## Aim of the task
Present every line of the records below as a numbered list, one line per number, leaving out blank lines.

## Provided data
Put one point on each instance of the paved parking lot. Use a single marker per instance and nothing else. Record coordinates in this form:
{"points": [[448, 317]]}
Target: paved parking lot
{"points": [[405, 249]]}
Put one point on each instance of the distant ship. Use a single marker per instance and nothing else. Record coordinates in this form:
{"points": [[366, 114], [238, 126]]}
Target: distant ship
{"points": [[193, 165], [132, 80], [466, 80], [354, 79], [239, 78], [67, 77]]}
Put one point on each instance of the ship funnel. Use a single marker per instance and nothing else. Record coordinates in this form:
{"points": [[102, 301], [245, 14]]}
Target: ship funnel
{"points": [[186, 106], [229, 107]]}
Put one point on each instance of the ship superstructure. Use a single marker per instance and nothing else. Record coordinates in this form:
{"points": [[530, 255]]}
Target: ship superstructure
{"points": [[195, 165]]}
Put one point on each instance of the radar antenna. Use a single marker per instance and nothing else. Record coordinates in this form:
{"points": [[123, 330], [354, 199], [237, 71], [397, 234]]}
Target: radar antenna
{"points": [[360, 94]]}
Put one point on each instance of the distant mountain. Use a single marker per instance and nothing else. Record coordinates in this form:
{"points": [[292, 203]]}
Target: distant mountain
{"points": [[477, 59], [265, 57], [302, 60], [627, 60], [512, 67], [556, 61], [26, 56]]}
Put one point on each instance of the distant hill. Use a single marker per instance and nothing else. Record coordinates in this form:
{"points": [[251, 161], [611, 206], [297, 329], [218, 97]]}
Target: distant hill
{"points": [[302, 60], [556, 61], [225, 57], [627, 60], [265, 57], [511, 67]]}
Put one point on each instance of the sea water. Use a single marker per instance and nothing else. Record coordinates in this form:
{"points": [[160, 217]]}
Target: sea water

## Answer to this task
1. Put one point on each instance of the paved parking lot. Use a single marker per instance and nothing else. Record coordinates in this form:
2. {"points": [[448, 317]]}
3. Target: paved parking lot
4. {"points": [[405, 249]]}
5. Put one point on each instance of the distant ship. Use a single marker per instance and nothing else. Record coordinates in this form:
6. {"points": [[366, 114], [238, 126]]}
7. Target: distant ship
8. {"points": [[193, 165], [132, 80], [466, 80], [354, 79], [239, 78], [67, 77]]}
9. Put one point on each instance of the ship funnel. Use a single marker per instance and nothing else. Record coordinates in this form:
10. {"points": [[102, 301], [245, 14]]}
11. Target: ship funnel
12. {"points": [[186, 106], [229, 107]]}
13. Put one point on each instance of the ship superstructure. Use a single marker per instance and nothing else. Record coordinates in this form:
14. {"points": [[530, 255]]}
15. Target: ship superstructure
16. {"points": [[195, 165]]}
17. Put one point on each instance of the radar antenna. Use a single marker per instance and nothing else. Record coordinates in this form:
18. {"points": [[123, 330], [354, 199], [237, 71], [397, 234]]}
19. Target: radar antenna
20. {"points": [[360, 94]]}
21. Put one point on each instance of the distant mountain. Use a single marker per instance and nothing else. Record coordinates in this form:
22. {"points": [[292, 203]]}
23. Target: distant mountain
24. {"points": [[477, 59], [265, 57], [302, 60], [627, 60], [512, 67], [556, 61], [26, 56]]}
25. Put one point on each instance of the distant hill. Use a single marker per instance and nothing else. Record coordinates in this form:
26. {"points": [[251, 161], [611, 206], [297, 329], [218, 97]]}
27. Target: distant hill
28. {"points": [[302, 60], [556, 61], [225, 57], [627, 60], [265, 57], [511, 67]]}
29. Put one point on each instance of the sea water. Use a single marker per instance and nothing else. Record coordinates in this form:
30. {"points": [[160, 217]]}
31. Target: sea water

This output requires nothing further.